Collection entries
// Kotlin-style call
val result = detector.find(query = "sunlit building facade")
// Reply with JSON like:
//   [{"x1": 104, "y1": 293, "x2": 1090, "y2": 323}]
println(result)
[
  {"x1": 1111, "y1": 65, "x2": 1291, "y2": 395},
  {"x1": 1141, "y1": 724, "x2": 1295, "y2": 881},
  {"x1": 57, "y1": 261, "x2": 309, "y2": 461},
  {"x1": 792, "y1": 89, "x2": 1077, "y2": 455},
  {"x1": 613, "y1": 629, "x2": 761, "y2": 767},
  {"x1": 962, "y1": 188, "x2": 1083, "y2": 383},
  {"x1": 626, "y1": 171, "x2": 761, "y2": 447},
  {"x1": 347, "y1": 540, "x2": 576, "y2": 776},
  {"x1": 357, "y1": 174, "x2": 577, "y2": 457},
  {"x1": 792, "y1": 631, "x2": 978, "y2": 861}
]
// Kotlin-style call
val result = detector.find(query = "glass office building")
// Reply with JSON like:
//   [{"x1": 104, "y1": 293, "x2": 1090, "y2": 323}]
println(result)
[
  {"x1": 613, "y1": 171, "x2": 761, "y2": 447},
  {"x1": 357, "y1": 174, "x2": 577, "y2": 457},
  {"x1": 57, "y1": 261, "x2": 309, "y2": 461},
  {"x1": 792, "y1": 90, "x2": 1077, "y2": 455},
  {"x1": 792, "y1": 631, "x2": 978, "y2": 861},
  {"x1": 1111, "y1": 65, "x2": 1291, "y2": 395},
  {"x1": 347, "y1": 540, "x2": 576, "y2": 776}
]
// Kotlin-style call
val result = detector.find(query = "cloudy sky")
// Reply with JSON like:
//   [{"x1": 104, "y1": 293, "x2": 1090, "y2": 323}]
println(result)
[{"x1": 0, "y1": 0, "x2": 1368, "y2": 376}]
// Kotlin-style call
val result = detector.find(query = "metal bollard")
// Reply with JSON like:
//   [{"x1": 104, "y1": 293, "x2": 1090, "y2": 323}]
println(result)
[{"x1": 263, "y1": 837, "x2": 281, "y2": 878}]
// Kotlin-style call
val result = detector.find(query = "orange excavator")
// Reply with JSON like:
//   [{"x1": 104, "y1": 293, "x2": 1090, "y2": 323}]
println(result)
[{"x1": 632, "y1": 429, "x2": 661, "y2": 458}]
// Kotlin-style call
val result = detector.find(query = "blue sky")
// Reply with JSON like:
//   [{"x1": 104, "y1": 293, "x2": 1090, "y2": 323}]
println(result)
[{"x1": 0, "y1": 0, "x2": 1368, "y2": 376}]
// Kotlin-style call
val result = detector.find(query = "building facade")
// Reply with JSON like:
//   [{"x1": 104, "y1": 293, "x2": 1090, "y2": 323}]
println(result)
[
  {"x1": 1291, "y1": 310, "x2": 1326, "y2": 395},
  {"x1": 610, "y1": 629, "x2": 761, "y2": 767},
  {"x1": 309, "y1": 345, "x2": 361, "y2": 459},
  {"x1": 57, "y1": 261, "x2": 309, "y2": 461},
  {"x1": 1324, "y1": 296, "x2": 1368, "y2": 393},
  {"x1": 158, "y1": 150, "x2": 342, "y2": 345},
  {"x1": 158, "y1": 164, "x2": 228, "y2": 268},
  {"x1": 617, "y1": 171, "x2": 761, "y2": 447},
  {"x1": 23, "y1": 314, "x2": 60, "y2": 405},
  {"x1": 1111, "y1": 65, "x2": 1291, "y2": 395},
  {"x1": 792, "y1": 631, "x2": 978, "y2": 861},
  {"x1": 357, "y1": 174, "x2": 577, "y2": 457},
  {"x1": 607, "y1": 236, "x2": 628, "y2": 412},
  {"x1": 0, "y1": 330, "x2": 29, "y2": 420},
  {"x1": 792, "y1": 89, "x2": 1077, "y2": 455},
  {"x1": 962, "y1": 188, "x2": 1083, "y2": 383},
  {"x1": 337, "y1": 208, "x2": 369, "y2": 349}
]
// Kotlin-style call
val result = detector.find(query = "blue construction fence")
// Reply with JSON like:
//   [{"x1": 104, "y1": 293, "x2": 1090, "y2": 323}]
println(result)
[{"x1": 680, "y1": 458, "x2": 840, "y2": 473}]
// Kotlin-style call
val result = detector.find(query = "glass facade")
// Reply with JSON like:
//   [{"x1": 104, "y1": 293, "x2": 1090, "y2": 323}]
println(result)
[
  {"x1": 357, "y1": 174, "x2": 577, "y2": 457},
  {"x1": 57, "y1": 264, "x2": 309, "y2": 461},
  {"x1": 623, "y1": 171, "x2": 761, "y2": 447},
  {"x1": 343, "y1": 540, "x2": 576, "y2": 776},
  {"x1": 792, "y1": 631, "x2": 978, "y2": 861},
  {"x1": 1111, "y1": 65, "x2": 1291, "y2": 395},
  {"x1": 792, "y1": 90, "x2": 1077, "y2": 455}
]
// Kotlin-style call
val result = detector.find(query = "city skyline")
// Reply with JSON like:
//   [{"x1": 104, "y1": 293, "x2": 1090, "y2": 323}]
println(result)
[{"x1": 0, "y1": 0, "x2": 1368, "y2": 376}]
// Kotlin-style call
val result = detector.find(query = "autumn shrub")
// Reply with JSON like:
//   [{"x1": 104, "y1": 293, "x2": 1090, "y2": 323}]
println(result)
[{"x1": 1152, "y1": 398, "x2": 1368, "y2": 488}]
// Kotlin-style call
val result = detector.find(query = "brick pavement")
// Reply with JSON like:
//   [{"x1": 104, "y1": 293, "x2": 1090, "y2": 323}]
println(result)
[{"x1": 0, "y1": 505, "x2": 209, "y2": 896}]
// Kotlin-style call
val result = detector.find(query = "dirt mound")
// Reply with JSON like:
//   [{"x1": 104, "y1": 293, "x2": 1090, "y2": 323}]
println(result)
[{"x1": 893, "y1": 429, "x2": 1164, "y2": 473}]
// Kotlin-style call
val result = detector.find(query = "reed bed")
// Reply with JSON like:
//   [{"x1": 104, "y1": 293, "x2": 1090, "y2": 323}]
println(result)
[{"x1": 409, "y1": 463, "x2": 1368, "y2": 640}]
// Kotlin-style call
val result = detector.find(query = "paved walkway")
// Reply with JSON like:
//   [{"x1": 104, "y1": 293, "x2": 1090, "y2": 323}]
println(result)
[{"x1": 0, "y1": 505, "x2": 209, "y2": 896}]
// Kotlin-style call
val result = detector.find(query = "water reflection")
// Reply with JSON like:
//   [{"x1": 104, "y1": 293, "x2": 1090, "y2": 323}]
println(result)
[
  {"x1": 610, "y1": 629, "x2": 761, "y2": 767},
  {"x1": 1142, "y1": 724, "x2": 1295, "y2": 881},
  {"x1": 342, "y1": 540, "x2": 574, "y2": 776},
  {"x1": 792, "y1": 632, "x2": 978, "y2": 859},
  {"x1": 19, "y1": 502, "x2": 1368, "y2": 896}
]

= Prompt =
Gather every line in the records that contains the word "glass", and copy each one in full. Case counts.

= The answer =
val result = detector.find(query = "glass office building")
val result = detector.find(query = "glass facade")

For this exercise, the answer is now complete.